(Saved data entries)
::::::

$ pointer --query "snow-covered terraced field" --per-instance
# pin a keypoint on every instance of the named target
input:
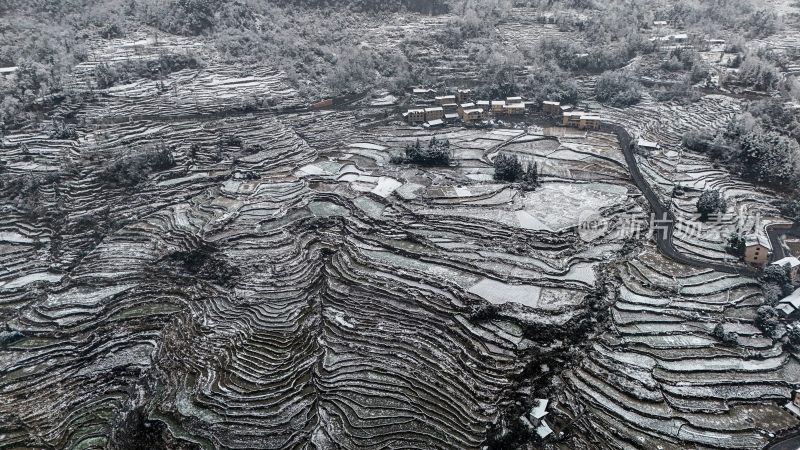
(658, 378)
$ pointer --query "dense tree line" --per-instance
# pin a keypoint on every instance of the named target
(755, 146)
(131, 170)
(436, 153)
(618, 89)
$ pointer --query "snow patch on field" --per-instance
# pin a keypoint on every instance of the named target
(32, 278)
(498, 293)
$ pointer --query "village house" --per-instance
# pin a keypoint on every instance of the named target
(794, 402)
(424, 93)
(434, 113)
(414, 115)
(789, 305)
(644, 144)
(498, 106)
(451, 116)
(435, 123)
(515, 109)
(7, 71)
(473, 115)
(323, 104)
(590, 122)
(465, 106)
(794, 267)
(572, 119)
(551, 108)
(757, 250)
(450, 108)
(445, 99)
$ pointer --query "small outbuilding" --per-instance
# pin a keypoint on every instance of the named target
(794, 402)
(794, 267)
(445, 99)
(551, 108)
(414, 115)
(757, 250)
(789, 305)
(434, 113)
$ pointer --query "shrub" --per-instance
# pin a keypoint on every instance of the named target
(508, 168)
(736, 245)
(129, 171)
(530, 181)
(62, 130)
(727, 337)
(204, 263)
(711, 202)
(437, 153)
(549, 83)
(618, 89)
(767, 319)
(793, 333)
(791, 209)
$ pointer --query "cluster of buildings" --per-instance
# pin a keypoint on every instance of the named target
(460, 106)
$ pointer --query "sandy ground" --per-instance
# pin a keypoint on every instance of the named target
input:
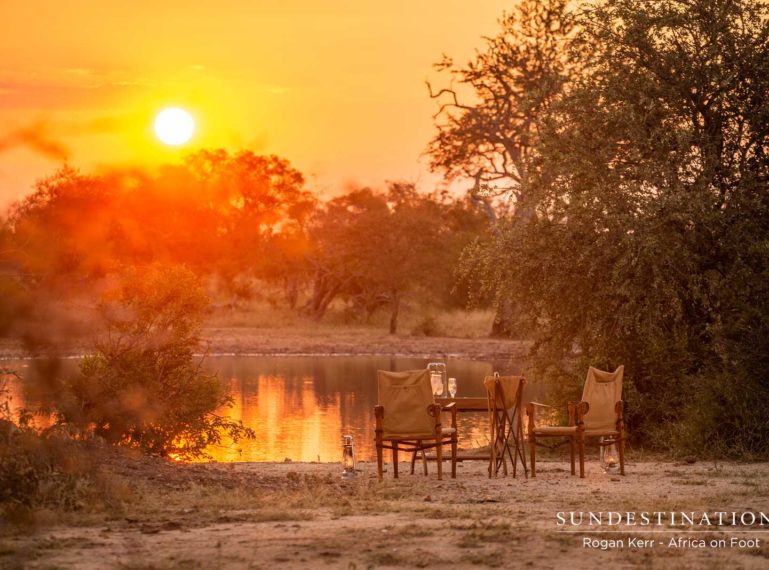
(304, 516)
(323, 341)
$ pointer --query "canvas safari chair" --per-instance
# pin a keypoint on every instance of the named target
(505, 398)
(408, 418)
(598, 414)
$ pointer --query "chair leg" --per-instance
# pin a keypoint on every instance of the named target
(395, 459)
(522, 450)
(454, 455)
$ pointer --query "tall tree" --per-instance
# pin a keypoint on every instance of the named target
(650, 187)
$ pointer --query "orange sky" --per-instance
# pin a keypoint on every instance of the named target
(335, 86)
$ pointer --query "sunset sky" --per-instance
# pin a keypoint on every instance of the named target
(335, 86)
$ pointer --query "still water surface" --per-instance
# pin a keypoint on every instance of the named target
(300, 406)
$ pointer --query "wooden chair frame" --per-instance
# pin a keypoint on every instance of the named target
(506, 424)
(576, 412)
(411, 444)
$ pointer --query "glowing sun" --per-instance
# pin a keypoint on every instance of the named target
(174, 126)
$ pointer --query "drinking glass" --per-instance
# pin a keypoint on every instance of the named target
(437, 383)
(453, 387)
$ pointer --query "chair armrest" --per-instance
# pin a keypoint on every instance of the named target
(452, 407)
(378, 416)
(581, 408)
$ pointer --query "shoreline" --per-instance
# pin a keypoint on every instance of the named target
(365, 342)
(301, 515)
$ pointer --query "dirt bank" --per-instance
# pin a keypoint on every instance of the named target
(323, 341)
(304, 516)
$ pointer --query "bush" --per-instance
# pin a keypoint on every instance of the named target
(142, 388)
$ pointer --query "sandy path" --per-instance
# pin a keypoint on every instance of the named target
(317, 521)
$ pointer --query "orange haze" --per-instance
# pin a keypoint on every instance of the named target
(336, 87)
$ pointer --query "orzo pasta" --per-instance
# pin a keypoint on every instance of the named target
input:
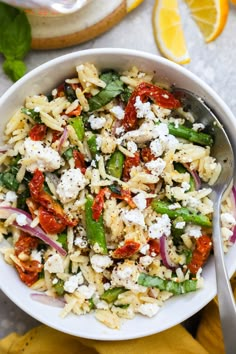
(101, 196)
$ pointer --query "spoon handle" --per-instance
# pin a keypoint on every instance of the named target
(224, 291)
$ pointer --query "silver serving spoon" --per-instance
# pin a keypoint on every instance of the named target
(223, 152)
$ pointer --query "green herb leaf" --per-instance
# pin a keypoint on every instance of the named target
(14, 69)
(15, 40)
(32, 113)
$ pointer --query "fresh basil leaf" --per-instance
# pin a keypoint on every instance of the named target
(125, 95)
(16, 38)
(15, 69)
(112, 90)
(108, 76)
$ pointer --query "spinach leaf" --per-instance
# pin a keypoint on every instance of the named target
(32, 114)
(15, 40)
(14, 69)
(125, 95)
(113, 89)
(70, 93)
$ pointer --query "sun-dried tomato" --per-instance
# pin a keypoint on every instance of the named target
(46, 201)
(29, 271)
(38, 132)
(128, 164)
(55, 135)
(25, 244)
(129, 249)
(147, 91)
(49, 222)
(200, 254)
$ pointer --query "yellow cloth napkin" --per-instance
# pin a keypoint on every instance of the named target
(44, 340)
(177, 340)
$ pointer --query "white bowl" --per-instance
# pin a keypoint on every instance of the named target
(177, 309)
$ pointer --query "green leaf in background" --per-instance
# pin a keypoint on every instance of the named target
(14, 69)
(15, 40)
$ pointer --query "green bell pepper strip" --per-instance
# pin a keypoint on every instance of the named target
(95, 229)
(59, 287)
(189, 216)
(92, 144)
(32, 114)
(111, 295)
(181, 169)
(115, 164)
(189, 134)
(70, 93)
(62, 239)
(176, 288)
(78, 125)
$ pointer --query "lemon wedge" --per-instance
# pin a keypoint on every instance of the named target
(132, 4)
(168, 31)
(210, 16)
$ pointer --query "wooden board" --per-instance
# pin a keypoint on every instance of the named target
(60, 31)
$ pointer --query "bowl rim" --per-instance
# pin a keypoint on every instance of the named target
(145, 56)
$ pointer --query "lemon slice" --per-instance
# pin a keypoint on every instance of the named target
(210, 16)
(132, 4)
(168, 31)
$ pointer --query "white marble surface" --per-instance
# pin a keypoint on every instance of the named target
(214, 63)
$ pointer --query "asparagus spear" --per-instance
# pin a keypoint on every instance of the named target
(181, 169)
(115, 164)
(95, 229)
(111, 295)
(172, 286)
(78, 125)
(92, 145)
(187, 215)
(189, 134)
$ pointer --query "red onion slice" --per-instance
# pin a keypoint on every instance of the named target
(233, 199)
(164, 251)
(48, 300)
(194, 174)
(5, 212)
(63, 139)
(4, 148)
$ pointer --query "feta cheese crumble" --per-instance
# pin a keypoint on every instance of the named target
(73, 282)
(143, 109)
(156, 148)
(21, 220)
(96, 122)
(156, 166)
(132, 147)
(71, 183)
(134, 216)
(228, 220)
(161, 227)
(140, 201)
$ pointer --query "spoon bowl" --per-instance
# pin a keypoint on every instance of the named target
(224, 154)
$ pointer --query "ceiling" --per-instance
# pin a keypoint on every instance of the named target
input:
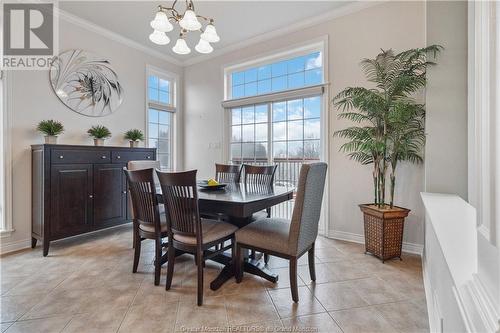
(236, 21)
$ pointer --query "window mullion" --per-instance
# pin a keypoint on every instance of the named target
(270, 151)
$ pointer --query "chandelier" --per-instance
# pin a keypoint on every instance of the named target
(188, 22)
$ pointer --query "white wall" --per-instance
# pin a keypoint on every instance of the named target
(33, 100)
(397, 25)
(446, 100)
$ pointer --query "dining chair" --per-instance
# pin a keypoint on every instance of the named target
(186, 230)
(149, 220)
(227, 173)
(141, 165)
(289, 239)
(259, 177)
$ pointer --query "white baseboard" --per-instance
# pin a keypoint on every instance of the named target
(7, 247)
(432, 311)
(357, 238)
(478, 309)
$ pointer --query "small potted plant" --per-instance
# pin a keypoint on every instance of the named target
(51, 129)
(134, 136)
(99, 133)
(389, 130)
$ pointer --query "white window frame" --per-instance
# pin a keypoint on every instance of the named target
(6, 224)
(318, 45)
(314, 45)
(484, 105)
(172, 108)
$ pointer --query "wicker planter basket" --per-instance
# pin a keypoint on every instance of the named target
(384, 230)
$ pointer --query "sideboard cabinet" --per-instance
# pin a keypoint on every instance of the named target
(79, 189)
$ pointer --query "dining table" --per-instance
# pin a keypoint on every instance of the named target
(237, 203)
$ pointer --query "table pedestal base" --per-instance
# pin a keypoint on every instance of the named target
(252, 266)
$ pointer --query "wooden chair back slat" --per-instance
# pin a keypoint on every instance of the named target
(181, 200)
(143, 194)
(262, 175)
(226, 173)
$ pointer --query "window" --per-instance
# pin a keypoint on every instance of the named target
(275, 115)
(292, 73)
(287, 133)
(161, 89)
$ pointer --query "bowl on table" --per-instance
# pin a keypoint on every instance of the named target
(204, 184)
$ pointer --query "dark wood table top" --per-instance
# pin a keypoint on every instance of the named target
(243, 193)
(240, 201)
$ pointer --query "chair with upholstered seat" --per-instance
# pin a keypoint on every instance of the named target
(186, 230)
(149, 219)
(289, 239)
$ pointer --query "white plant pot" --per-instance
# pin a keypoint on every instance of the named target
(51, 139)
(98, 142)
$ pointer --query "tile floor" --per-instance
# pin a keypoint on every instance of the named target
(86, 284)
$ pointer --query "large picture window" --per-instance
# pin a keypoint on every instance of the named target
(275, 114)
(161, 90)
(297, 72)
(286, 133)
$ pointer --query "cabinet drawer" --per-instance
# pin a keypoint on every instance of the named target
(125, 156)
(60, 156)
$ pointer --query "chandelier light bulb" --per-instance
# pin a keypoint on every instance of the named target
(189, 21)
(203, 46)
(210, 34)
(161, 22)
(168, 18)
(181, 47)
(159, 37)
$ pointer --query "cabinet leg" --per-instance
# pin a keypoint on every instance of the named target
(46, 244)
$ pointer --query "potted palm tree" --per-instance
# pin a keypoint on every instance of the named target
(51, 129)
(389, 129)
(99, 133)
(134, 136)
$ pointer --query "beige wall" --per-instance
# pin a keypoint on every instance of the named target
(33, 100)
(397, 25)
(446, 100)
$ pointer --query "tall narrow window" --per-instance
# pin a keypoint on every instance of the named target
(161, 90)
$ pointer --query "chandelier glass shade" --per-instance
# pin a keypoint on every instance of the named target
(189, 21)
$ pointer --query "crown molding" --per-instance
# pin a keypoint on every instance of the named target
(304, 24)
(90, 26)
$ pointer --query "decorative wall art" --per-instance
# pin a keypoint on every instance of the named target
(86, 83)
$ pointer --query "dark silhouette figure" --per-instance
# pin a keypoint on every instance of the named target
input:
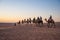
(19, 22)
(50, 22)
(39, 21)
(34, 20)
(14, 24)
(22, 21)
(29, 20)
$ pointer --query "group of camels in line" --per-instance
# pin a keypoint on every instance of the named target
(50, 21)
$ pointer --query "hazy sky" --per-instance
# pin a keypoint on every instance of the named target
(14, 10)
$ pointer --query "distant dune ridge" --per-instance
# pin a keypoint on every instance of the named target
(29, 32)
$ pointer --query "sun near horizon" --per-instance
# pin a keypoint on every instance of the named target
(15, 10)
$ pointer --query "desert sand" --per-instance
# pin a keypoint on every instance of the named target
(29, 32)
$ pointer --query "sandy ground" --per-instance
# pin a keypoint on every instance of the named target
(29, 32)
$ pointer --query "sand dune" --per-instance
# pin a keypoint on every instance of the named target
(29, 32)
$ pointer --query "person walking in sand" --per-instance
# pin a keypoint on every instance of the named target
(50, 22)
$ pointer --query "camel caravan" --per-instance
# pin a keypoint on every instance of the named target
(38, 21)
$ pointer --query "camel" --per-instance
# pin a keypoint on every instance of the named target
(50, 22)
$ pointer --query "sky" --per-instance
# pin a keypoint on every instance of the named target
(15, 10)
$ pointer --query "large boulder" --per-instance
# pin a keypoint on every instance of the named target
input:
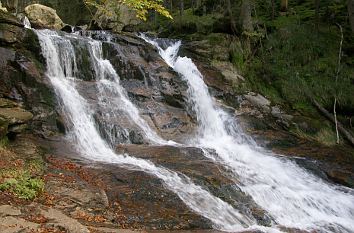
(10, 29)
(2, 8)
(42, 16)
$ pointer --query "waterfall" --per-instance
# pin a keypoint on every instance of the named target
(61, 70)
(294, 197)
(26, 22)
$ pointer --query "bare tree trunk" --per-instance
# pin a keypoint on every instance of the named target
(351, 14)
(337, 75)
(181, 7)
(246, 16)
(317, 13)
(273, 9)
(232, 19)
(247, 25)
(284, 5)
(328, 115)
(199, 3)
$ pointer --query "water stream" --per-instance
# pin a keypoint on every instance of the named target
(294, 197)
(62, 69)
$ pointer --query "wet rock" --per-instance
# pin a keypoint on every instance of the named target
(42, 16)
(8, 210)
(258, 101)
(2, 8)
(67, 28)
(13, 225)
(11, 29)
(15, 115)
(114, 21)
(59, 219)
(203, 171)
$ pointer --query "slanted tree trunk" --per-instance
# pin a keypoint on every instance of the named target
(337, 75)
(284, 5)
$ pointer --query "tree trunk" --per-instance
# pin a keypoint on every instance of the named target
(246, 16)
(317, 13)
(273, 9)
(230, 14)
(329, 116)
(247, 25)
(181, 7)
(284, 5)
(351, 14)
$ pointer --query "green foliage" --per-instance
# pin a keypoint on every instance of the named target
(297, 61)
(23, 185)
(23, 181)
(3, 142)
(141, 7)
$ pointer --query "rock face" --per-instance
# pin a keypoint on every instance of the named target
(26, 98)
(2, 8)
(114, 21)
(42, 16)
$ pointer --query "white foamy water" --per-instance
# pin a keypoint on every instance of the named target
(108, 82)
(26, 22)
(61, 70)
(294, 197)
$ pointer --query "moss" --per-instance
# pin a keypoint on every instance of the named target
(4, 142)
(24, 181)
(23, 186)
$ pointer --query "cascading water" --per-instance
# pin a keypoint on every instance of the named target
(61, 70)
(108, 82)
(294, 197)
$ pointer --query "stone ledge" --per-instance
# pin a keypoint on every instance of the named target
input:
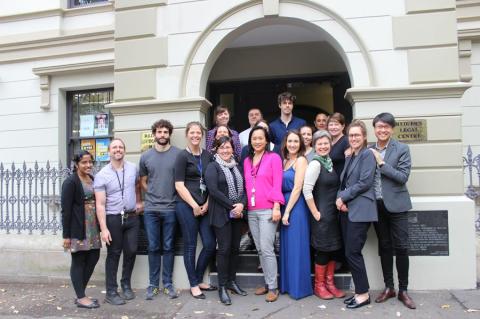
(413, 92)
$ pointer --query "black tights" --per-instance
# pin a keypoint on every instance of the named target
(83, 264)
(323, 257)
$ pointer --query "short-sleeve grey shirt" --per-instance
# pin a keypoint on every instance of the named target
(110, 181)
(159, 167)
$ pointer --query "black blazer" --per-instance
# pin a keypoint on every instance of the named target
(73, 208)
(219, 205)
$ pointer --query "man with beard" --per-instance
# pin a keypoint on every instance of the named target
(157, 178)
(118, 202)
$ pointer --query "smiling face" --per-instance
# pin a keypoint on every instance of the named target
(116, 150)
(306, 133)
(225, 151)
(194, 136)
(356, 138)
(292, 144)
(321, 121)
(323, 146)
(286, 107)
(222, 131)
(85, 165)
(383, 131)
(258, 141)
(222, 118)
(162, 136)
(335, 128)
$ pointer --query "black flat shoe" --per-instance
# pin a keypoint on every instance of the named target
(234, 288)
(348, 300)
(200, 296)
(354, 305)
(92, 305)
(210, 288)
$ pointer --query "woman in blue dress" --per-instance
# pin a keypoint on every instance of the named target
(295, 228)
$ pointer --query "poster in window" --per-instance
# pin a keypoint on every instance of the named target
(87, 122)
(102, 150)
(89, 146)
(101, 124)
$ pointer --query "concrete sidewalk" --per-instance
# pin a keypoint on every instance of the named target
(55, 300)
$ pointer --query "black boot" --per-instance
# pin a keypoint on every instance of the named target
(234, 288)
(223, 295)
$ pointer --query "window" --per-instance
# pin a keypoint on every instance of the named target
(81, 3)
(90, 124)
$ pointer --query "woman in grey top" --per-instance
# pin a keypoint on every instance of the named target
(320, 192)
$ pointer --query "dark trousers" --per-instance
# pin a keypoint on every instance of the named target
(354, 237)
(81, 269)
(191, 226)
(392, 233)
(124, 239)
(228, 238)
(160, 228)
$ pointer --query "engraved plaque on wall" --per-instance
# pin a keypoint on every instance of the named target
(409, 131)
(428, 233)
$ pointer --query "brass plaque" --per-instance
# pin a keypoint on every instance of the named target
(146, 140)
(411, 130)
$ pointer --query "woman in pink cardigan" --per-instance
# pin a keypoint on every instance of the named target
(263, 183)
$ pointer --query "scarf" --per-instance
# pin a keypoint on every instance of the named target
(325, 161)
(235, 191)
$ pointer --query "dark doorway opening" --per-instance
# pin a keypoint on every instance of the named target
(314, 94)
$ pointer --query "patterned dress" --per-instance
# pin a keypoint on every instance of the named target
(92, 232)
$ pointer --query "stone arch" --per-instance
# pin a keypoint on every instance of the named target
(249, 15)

::::::

EXERCISE
Which rows contain the word "frame"? Filter them out and copy each one in full, treating uppercase and lowercase as different.

SOLUTION FOR THIS PROBLEM
$ pointer --query "wooden chair frame" --per-instance
$ pointer --query "white window frame" --per-instance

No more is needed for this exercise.